- **EXERCISE DESCRIPTION**
Convert every line of the data below into a Markdown table with the columns "Row" and "Line," leaving out blank lines.

Records from a data collection
****************************************
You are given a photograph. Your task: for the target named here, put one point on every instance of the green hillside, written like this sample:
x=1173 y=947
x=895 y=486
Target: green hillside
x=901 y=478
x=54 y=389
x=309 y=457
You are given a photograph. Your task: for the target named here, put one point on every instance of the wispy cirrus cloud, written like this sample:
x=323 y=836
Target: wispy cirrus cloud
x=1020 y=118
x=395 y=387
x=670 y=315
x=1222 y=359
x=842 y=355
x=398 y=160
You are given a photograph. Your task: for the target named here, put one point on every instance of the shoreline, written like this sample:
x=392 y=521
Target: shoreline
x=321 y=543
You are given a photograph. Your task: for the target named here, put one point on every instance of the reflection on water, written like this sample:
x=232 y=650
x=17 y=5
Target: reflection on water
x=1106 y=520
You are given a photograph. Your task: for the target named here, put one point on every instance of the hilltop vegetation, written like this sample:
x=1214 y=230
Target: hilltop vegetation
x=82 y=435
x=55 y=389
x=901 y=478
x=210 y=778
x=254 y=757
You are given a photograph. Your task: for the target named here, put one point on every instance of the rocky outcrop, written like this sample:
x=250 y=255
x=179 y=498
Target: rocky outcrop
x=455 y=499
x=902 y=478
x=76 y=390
****************************************
- **FINAL ANSWER**
| Row | Line |
|---|---|
| 1 | You are given a photograph. Your task: for the target named here, put one point on every instance of the green hillside, written like this sample: |
| 2 | x=1173 y=947 |
| 3 | x=895 y=486 |
| 4 | Target: green hillside |
| 5 | x=901 y=478 |
| 6 | x=54 y=389 |
| 7 | x=309 y=457 |
| 8 | You are given a photograph. Your task: for the target named here, put one point on every instance of the wispy cirrus cloud, written like this sample: |
| 9 | x=323 y=836 |
| 10 | Target: wispy cirrus cloud |
| 11 | x=1020 y=118 |
| 12 | x=395 y=387 |
| 13 | x=670 y=315 |
| 14 | x=1222 y=359 |
| 15 | x=842 y=355 |
| 16 | x=398 y=160 |
| 17 | You are given a photograph. Your task: for the target named here, put one point on every instance of the shoreline, written like this sample: |
| 18 | x=392 y=521 |
| 19 | Target: shoreline |
| 20 | x=321 y=543 |
| 21 | You are given a photograph. Your task: for the target named here, put one point on every instance of the reflection on water, written like this sample: |
| 22 | x=232 y=650 |
| 23 | x=17 y=5 |
| 24 | Target: reflection on water |
| 25 | x=1106 y=520 |
| 26 | You are given a photograph. Your task: for the target named here, put one point on every instance of the hilltop vegetation, written like this sample: |
| 27 | x=1214 y=230 |
| 28 | Target: hilltop vegetation |
| 29 | x=82 y=435 |
| 30 | x=55 y=389 |
| 31 | x=901 y=478 |
| 32 | x=210 y=778 |
| 33 | x=254 y=757 |
| 34 | You are given a photograph. Your task: for the target named here, put one point on every instance of the rocky outcrop, written like this sample: |
| 35 | x=250 y=255 |
| 36 | x=179 y=498 |
| 37 | Target: rocky outcrop |
| 38 | x=455 y=499 |
| 39 | x=902 y=478 |
| 40 | x=76 y=390 |